__Supplied text__:
════════════════════

During the last week in June of this year, the US Supreme Court, with its Republican-appointed majority, upheld equality in marriage for all adult couples, and our White House was bathed in colors of the rainbow.  The Court affirmed the (yes, slow and inadequate) movement toward universal health care in our country and ruled against institutionalized discrimination in housing. 

Meanwhile, we were closing out the hottest month of June ever in my hometown of Salt Lake City, a month that followed the warmest winter on record.  In an example of climate change made visible, the calla lilies I plant every year along my walk—as annuals, because my hometown is far too cold for them to survive the winter—were coming up again, as if perennial.  Until I began paying attention, I didn’t even realize what they were.

Meanwhile, we were burying the victims of a terrorist hate crime in North Carolina, in honor of whom our African-American president launched into an off-key and beautiful version of “Amazing Grace,” a song written by a slave trader converted to abolitionist by his newly gained ability to see, that I couldn’t watch or hear without weeping.  Meanwhile, the violence that has engulfed the world—violence in which my country is deeply implicated—continued.

Meanwhile, neuroscientists are arguing in the New York Times about whether or not brains act like computers.  Lichens may or may not be immortal.  Cuba and the US are reopening their diplomatic relations.  Meanwhile, meanwhile.

What, you might ask, does this have to do with my career as an educator?

════════════════════

__Supplied data__:
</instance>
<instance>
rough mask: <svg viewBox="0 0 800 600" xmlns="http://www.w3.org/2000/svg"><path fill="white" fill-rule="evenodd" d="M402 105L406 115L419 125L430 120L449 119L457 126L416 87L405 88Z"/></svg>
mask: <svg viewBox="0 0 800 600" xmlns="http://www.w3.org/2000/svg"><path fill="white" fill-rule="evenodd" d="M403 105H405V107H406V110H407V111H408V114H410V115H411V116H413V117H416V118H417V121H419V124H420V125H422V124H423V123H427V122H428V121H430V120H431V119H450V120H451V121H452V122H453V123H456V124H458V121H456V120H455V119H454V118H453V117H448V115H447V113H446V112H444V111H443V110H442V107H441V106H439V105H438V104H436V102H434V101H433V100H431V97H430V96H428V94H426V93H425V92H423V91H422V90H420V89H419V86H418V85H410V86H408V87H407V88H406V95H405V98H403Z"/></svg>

════════════════════

__Tasks to perform__:
[1] Rewrite the part of the essay about last June's events that opens with the words containing "Meanwhile, we were burying" and closes with "relations.  Meanwhile, meanwhile.", putting "philosophers" in place of "neuroscientists".
[2] Write the next passage of the essay about last June's events, carrying on from its final sentence.
The data has nothing to do with the essay about last June's events.

__Exercise responses__:
[1]
Meanwhile, we were burying the victims of a terrorist hate crime in North Carolina, in honor of whom our African-American president launched into an off-key and beautiful version of “Amazing Grace,” a song written by a slave trader converted to abolitionist by his newly gained ability to see, that I couldn’t watch or hear without weeping.  Meanwhile, the violence that has engulfed the world—violence in which my country is deeply implicated—continued.

Meanwhile, philosophers are arguing in the New York Times about whether or not brains act like computers.  Lichens may or may not be immortal.  Cuba and the US are reopening their diplomatic relations.  Meanwhile, meanwhile.

[2]
If I am interested in all of these events, I believe they all belong in my poems, perhaps at the same time.  I believe in poetry as the art which, as Mark Strand puts it, tells us, “in so many words, exactly where we are.”  I believe in it as a mechanism not for explaining but for perceiving and understanding the world in which we live.  It works for me much the way my eyes, ears, and hands do, as a sensory organ, the organ of my continuous education as a human.

If indeed, as Martin Luther King tells us, “the arc of the moral universe is long, but it bends toward justice,” one of the ways we bend it is through poetry—through its discipline, its ability to attend and to see, its shaping of our perceptions, its commitment to the truth.

Commitment to the truth, however complicated and difficult: if, as I believe, this is at the heart of poetry, it must also be at the heart of our teaching.  But how does one teach this?  Not only to use the poem as a sensory organ, but also, before that, to design it as one?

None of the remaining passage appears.